### INPUT ROWS
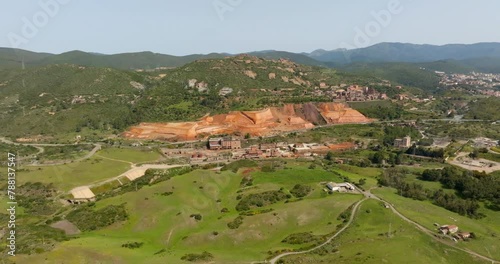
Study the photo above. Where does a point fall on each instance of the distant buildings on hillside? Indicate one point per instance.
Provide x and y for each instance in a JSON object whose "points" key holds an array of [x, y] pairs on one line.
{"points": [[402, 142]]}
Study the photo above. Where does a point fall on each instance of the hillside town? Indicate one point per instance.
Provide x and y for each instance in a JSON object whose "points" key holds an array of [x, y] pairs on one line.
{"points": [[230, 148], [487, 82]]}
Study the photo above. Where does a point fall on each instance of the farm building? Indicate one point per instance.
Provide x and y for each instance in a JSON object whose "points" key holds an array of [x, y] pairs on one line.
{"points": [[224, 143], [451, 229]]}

---

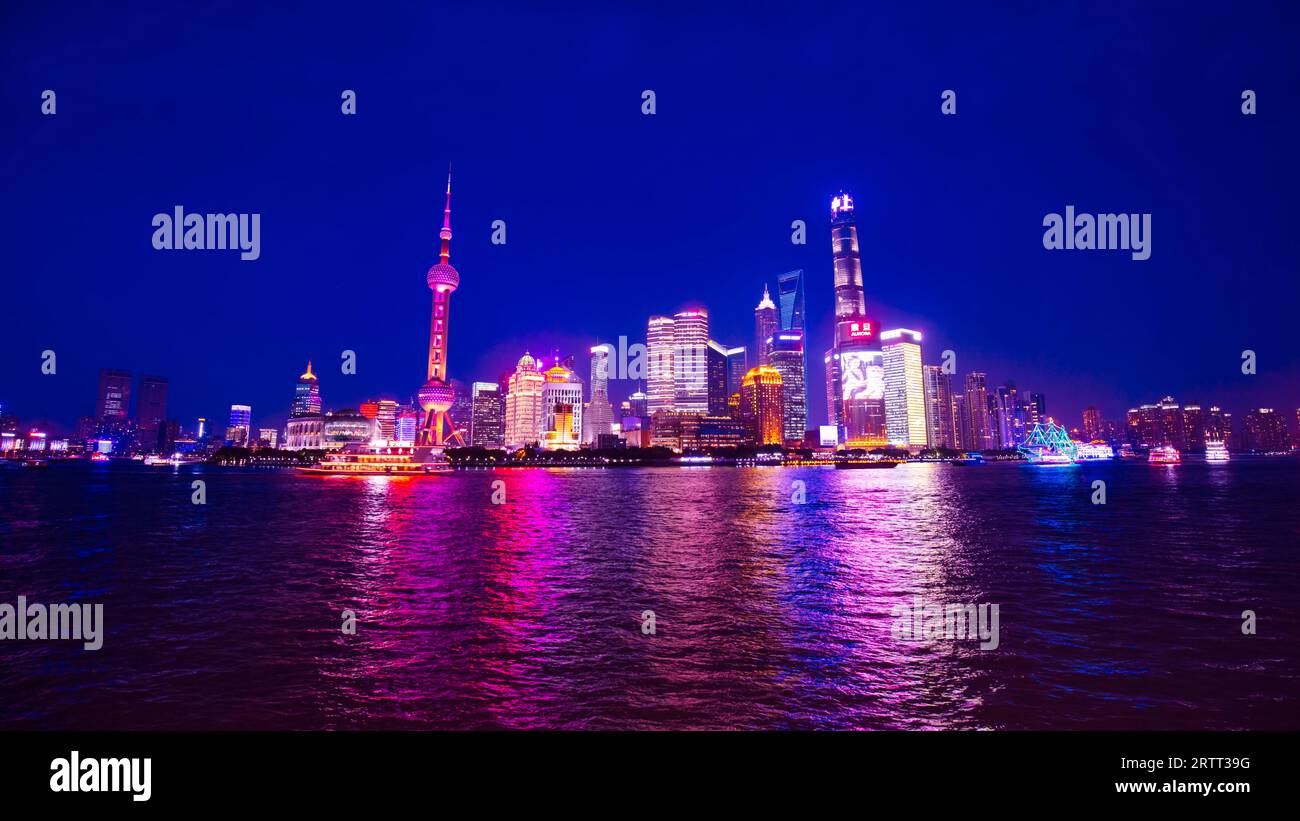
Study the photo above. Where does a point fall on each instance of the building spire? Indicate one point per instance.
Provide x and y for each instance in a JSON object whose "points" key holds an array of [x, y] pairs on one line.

### TASK TO COMPLETE
Return every line above that contains the word "fall".

### THE OUTPUT
Study the photo above. Where does a point fall on each instance of the distant buildings on hillside? Indicate one point per instance.
Study the photo above. Where does a point fall on each instance of the hillside town? Indicate one point per instance.
Study the photo above. Where does a point fall on each instance of the farm building? Indicate one point per instance.
Study the photo above. Where does a point fall on each instance of the building spire? Indicate one point per instance.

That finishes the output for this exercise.